- _GIVEN TASK_:
Copy out, word for word, the part of the lines that opens with the line containing "Can you tell me where the american" and closes with the line containing "49,23 -> 100,91", including both of those lines.

- _MATERIAL FOR THE TASK_:

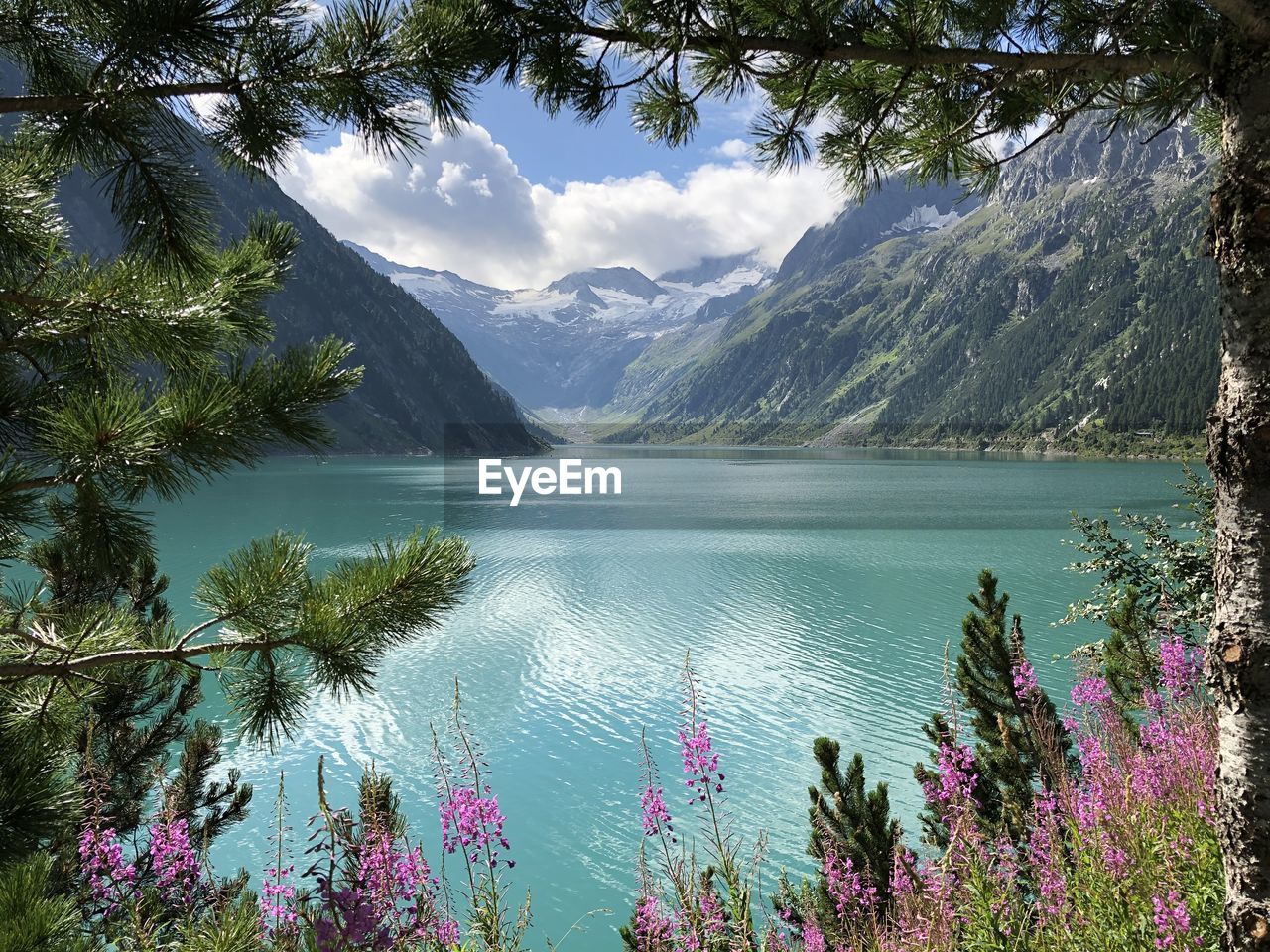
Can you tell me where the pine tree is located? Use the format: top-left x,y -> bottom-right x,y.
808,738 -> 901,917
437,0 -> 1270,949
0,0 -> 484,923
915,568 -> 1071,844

==

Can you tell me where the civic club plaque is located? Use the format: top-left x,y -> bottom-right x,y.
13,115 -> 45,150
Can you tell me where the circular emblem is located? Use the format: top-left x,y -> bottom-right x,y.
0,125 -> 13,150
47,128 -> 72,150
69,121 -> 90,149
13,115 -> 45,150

* * *

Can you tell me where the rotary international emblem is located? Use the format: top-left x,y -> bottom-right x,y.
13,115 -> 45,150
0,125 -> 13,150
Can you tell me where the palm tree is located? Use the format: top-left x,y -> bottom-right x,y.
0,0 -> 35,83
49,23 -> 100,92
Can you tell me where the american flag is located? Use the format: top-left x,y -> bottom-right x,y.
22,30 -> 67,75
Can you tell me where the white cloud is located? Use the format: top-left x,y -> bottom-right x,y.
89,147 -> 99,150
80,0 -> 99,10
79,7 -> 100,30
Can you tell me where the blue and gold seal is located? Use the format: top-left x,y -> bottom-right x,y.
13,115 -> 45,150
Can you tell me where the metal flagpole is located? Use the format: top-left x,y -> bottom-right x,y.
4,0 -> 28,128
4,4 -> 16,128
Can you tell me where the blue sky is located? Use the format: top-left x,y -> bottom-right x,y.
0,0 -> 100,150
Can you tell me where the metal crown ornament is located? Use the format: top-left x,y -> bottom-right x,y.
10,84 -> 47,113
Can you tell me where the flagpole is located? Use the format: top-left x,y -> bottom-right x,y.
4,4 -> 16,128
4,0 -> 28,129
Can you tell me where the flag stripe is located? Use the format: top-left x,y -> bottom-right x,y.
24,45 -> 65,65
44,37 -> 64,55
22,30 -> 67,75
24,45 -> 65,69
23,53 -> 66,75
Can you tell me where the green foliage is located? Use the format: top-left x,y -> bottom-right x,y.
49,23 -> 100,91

- _TASK RESULT_:
Can you tell me where the american flag is located? Use the format: top-left x,y -> bottom-right x,y.
22,30 -> 67,75
Can you tell me where the white cloud is located? Use the format: top-left x,y -> bottom-right x,y.
89,147 -> 99,150
80,0 -> 99,10
79,7 -> 100,30
Can you tell me where the blue and gold seal is located? Use the format: top-left x,y -> bottom-right x,y.
13,115 -> 45,150
Can you tell me where the metal flagpole is located? Use the format: top-left x,y -> bottom-right x,y.
4,0 -> 28,128
4,4 -> 16,128
Can you tell me where the blue sky is located? Use the format: top-left x,y -> bottom-right x,y.
0,0 -> 100,150
Can you tell me where the metal crown ornament is located? Use the format: top-left x,y -> bottom-right x,y.
10,84 -> 47,113
Can you tell me where the flagpole is located? Use the format: top-left x,y -> bottom-right x,y.
4,4 -> 16,128
4,0 -> 28,129
Can you tell me where the flag stripe is located? Use the format: top-left x,y -> bottom-right x,y.
24,45 -> 65,65
44,37 -> 64,55
22,30 -> 67,75
24,45 -> 65,69
23,53 -> 66,75
Can you tell me where the green foliage is located? Use the format: top-left x,y -> bottom-right x,y.
49,23 -> 100,91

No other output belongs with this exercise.